● **Exercise material**:
▼▼▼
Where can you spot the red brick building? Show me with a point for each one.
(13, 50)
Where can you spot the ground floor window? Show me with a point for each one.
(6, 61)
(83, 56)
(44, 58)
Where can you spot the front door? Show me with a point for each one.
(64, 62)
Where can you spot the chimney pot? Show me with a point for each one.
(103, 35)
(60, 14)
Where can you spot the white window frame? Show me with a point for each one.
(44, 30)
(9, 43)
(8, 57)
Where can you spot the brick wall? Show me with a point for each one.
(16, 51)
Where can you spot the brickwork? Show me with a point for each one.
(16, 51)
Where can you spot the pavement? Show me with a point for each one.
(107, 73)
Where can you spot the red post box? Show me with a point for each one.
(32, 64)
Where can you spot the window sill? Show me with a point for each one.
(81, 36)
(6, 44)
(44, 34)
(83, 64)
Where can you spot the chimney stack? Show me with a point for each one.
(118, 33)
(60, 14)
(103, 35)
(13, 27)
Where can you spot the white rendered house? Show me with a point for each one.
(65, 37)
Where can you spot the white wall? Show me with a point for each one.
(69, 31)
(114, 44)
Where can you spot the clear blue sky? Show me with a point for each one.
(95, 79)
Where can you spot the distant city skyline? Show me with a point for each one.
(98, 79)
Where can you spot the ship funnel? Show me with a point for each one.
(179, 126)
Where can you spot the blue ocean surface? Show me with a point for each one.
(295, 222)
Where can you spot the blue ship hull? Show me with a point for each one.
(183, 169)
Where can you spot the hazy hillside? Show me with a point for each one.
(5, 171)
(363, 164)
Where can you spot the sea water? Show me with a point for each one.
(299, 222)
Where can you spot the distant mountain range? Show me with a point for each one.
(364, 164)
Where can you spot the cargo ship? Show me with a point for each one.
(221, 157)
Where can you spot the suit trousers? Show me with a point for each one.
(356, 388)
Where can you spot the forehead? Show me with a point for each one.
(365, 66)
▲▲▲
● **Goal**:
Swap "spot" for "find" throughout the lines above, then give all the lines back with nothing else altered.

● **Exercise response**:
Where can you find the red brick building? Show me with a point for each one.
(13, 50)
Where can you find the ground floor window? Show me with a point for each one.
(6, 61)
(83, 56)
(44, 58)
Where can you find the front door? Show me with a point for each one.
(64, 62)
Where can you find the chimney pot? Show me with a point for each one.
(103, 35)
(60, 14)
Where can you find the white window frame? Show me with a point for each one.
(44, 30)
(9, 43)
(8, 57)
Where can you find the brick wall? Show me with a point for each one.
(16, 51)
Where can you find the brickwork? Show me with a point for each one.
(16, 51)
Where can you find the pavement? Show me with a point for each one.
(107, 73)
Where can you find the red post box? Show me with a point for each one.
(32, 64)
Where can you find the window sill? Show me with a point for each one.
(81, 36)
(6, 44)
(44, 34)
(83, 64)
Where can you find the chimney stack? Show me with a point for each one.
(118, 33)
(60, 14)
(103, 35)
(13, 27)
Where can you find the white rendered house? Show me with a point for each one.
(65, 37)
Where can you find the white wall? Show me with a point for each one.
(69, 31)
(114, 44)
Where can you find the clear blue sky? Show me with a point for each one.
(95, 79)
Where can you find the distant city skyline? Show me with a point for each one.
(98, 79)
Where can you find the ship funnel? Show me with a point for each one.
(179, 126)
Where can you find the blue ocean surface? Show me with a point for each one.
(295, 222)
Where can you find the blue ship hull? Show me with a point for each one.
(183, 169)
Where can you find the hazy hillside? Show me with a point for each one.
(5, 171)
(363, 164)
Where can you find the sea water? Show me with a point for each one.
(299, 222)
Where can you find the distant mountain range? Show me with a point for each one.
(364, 164)
Where can you find the cargo ship? Show me with a point for each one.
(221, 157)
Where can you find the suit trousers? Show me with a point for each one.
(356, 388)
Where can you find the forehead? Show me with a point for each one.
(365, 66)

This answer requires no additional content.